DOCUMENT TEXT:
Actress Charlotte Emmerson came into the theatre relatively late, coming from a non-artistic family background. She made her West End debut playing the lead Tennessee Williams’ Baby Doll, which transferred to the Albery after a run at Birmingham Rep and the National Theatre.
Since then, Emmerson has appeared in several shows at the National, including The Cherry Orchard, The Good Hope and The Coast of Utopia. Her other stage credits include major tours of Our Song, The Crucible and Playboy of the Western World, as well as Great Expectations (Manchester’s Royal Exchange), and The Seagull (directed by Peter Stein at the Edinburgh International Festival).
On film, Emmerson has appeared in The Last Minute, Smile, Weekend Bird, Food of Love and Wangle. Her television credits include Sarah de Silva in Vincent, and parts in Outlaws, Foyle’s War, The Alan Clark Diaries, EastEnders, Holby City, Peak Practice and The Bill.
In Emmerson’s current role, she plays Cora, the American wife of a Greek immigrant roadside diner owner, in the stage adaptation of James M Cain’s 1930s-set erotic thriller The Postman Always Rings Twice. The play had its world premiere in Leeds last October when Emmerson played opposite Patrick O'Kane as Cora’s drifter lover Frank, a role now taken in the West End by Hollywood star Val Kilmer.
Date & place of birth
Born 10 May 1971 in Welbeck Street, London.
Lives now in
Battersea, south London.
I didn’t go to drama school. I left home when I was 16 and was supporting myself so there was no way I could afford it.
Why did you want to become an actor?
I don’t know where it came from. My parents had nothing to do with theatre or the arts. My dad lived in Spain, running a car hire company. My mum brought my sisters up doing whatever job she could. She really encouraged us to follow our dreams and to live every day to the fullest. My twin sister is an athlete. She does duathlons. She won a bronze medal at the world championships.
First big break
Baby Doll. I had been trying to get into telly, but then the girl who was originally cast (in the title role of Baby Doll) dropped out two days before rehearsals began and I got the job. The show was only meant to go to Birmingham for two weeks and we ended up at the National and then the West End.

GIVEN RECORDS:

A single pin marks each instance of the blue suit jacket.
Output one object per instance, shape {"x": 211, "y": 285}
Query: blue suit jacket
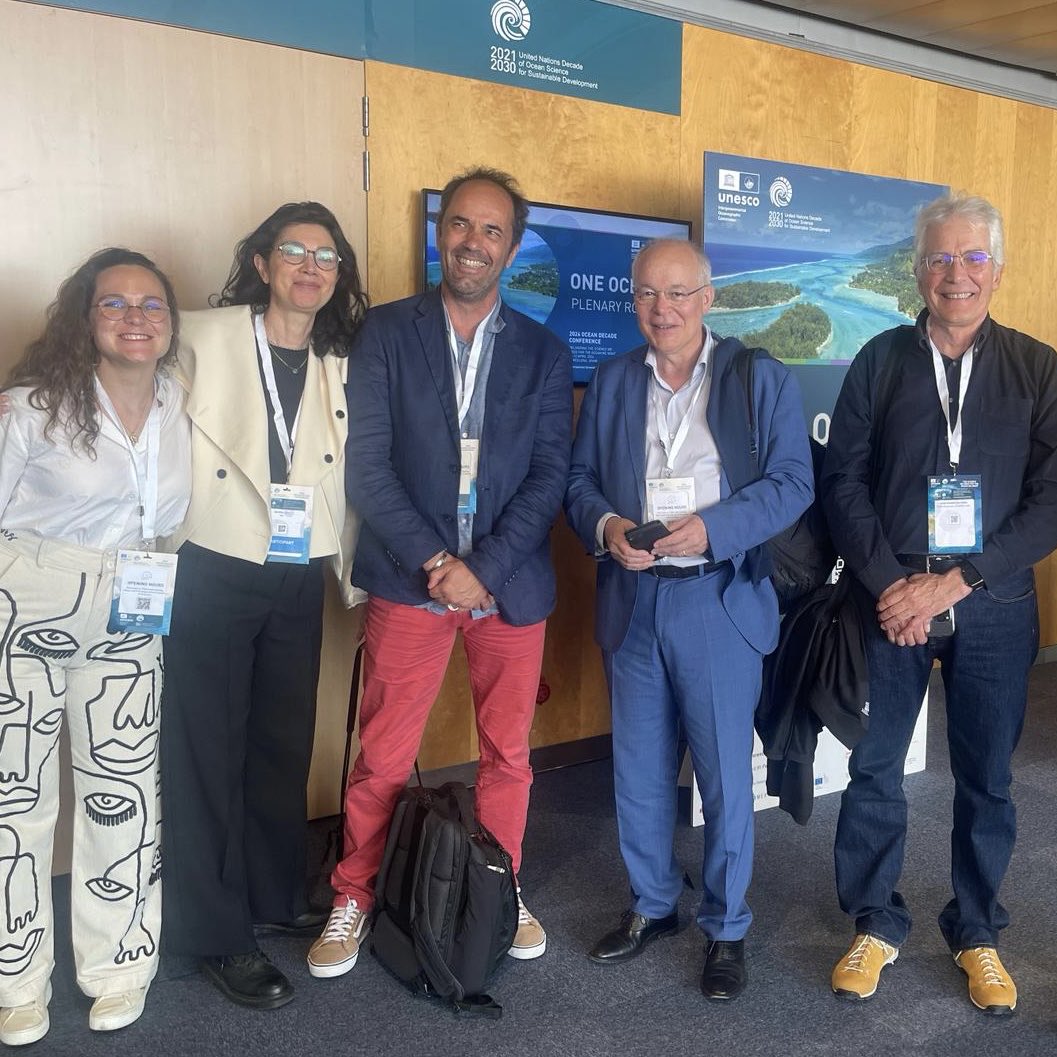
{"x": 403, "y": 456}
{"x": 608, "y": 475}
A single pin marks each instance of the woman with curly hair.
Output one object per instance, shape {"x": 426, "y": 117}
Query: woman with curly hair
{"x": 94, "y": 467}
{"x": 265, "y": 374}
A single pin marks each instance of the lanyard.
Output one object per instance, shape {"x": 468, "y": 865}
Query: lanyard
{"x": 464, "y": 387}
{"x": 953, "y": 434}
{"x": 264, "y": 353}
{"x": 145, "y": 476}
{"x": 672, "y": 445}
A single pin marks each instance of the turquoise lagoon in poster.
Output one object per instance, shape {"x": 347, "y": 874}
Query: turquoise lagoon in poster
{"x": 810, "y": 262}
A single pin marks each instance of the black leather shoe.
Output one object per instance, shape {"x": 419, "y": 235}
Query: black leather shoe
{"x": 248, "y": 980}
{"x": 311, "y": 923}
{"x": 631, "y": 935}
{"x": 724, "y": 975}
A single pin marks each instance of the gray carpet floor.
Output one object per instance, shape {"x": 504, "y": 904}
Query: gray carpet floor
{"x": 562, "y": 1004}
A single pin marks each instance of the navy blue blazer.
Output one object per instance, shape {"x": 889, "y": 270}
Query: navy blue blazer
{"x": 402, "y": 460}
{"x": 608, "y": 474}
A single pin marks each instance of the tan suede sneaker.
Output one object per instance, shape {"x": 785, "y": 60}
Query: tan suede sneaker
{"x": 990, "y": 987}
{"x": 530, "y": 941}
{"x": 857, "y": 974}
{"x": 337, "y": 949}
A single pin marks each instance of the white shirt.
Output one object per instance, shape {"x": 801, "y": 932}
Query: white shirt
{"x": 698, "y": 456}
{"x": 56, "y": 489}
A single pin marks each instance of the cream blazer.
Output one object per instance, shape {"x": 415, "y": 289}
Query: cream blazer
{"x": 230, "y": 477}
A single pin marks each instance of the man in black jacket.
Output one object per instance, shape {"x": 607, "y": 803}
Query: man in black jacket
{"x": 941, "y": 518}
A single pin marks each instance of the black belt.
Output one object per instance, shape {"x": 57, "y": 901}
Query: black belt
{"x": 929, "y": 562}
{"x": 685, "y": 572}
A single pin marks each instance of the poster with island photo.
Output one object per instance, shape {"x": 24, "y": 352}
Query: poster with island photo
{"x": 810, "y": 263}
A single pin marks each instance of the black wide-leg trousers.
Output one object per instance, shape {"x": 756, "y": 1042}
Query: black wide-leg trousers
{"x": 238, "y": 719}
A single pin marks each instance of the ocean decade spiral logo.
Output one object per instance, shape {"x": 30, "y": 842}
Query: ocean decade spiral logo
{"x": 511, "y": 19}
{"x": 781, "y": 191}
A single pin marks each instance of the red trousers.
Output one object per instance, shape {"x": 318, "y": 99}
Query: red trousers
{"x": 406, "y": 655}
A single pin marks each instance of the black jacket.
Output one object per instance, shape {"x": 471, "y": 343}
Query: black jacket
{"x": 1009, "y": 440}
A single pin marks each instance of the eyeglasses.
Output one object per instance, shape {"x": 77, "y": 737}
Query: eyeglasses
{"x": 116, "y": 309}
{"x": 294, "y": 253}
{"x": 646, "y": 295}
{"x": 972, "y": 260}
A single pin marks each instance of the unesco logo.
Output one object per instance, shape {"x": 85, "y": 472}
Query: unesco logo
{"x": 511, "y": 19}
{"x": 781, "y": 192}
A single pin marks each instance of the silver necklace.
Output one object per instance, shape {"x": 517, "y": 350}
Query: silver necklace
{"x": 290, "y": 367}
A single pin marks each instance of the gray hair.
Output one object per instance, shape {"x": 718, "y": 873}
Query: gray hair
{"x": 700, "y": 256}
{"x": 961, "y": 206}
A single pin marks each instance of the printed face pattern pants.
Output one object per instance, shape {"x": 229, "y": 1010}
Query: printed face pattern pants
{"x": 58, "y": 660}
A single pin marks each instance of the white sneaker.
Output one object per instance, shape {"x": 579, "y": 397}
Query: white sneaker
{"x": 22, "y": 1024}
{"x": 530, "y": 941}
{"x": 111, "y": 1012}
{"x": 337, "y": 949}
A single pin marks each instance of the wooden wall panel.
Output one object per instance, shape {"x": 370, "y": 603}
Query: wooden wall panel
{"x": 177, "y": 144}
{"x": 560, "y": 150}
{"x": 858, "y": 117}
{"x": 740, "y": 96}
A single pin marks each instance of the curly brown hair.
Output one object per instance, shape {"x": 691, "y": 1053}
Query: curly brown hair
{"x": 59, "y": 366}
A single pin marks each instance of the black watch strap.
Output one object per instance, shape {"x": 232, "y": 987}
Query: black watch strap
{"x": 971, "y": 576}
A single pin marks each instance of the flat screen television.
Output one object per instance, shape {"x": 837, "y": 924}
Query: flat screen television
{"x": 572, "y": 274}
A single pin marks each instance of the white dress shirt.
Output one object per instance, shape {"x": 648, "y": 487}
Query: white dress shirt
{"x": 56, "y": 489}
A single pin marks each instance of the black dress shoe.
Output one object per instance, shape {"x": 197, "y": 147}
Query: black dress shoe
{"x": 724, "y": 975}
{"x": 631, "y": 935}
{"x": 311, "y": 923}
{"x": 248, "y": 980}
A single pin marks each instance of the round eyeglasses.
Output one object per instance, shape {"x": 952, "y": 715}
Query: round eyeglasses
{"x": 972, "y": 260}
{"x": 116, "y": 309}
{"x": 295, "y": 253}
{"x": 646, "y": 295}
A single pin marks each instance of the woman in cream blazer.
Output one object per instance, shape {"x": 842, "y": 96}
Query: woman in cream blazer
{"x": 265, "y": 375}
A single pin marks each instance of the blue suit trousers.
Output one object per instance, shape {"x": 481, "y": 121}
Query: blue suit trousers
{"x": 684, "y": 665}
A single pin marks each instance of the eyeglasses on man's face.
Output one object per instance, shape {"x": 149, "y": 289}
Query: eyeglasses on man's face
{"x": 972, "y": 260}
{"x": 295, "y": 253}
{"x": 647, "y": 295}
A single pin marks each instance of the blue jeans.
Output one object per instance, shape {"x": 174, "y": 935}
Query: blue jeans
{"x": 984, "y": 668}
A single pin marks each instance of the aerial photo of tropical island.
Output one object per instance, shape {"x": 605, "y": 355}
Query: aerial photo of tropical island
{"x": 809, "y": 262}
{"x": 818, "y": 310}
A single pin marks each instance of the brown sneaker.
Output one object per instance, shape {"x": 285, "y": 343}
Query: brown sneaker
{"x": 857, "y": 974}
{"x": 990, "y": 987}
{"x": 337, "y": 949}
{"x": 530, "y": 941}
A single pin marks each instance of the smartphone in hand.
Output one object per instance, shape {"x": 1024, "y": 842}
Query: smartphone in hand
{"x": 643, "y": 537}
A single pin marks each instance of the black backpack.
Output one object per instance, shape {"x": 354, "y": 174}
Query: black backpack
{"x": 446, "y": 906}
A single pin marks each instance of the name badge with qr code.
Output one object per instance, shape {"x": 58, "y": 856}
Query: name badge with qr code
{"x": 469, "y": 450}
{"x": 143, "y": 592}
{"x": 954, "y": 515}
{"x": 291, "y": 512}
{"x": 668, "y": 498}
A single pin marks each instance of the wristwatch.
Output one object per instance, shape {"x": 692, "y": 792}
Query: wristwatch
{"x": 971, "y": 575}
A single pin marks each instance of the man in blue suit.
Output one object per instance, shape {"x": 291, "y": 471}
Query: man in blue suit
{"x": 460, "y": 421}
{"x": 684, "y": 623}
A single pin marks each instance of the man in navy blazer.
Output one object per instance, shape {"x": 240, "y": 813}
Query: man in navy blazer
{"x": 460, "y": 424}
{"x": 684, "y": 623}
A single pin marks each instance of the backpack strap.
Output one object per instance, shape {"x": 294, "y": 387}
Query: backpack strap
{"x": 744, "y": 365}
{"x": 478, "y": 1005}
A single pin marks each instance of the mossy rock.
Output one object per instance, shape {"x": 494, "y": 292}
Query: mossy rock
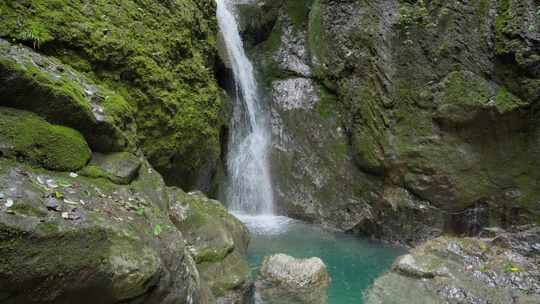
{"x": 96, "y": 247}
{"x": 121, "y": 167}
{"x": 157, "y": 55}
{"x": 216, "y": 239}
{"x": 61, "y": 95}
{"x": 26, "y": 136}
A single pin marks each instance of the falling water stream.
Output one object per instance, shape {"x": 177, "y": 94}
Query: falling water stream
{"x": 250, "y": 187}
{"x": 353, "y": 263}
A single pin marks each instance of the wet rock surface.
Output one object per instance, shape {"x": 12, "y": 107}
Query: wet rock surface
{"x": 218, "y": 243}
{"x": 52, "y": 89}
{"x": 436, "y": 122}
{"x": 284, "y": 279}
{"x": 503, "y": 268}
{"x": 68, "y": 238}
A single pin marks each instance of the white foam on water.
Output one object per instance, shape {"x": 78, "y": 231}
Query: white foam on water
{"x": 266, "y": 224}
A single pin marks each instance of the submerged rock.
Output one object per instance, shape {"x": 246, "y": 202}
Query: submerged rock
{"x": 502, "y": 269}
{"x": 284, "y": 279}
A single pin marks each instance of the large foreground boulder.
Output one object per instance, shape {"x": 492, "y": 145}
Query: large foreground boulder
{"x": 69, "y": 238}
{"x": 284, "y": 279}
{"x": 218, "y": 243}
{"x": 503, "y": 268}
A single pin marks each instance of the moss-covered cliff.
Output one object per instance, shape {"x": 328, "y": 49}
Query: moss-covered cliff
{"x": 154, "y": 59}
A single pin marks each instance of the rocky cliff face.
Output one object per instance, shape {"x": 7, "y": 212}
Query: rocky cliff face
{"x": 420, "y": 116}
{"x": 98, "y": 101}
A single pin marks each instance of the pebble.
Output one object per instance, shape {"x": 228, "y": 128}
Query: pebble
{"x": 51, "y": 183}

EXERCISE SET:
1) Answer these from the Charlotte Emmerson profile:
(a) On which London street was she born?
(b) Who directed the production of The Seagull she appeared in at the Edinburgh International Festival?
(c) What medal did her twin sister win at the world championships?
2) Summarize the Charlotte Emmerson profile in two sentences.
3) Write what comes next in the Charlotte Emmerson interview, picking up after its last line.
The material comes from a separate source.

RESPONSE LIST:
1)
(a) Welbeck Street
(b) Peter Stein
(c) A bronze medal

2) Charlotte Emmerson, born in London in 1971, came to acting without drama school training or an artistic family background. Her big break came in Baby Doll, which moved from Birmingham to the National and the West End; she has since worked widely on stage, film and television, and now plays Cora in the stage adaptation of The Postman Always Rings Twice.

3)
Career highlights to date
The Seagull, directed by Peter Stein at the Edinburgh International Festival. We went to Russia to rehearse and then to Peter’s house in Italy. It was an extraordinary time. Another television highlight was Vincent with Ray Winstone.
Fiona Shaw, who was in The Seagull with me. So was my boyfriend, Iain Glen. He got offered his part first. I wasn’t jealous exactly but I do remember thinking, “but that’s one of my favourite plays”. Then I got a phone call a few days later from the casting director. It was also great, when I was in The Cherry Orchard at the National, being able to work with Vanessa and Corin Redgrave, a sister and brother from this incredible acting dynasty. They were both very generous people.
Peter Stein. People thought Peter would be this complicated character and that we’d be working every hour of every day. It wasn’t like that, although it was physically demanding. You have to just get up and do it – and it works. Also Lucy Bailey, who I’ve now with worked with on both Baby Doll and The Postman Always Rings Twice. She’s very honest.
Tennessee Williams and also Anton Chekhov. Did you know Chekhov was Williams’ favourite? In The Notebook of Trigorin, Williams rewrote The Seagull in his own way. I don’t know what Chekhov would have thought of Williams. But I think both of them write very much from the heart rather than the head. Passionate and intense – and that works for me!
What roles would you most like to play still?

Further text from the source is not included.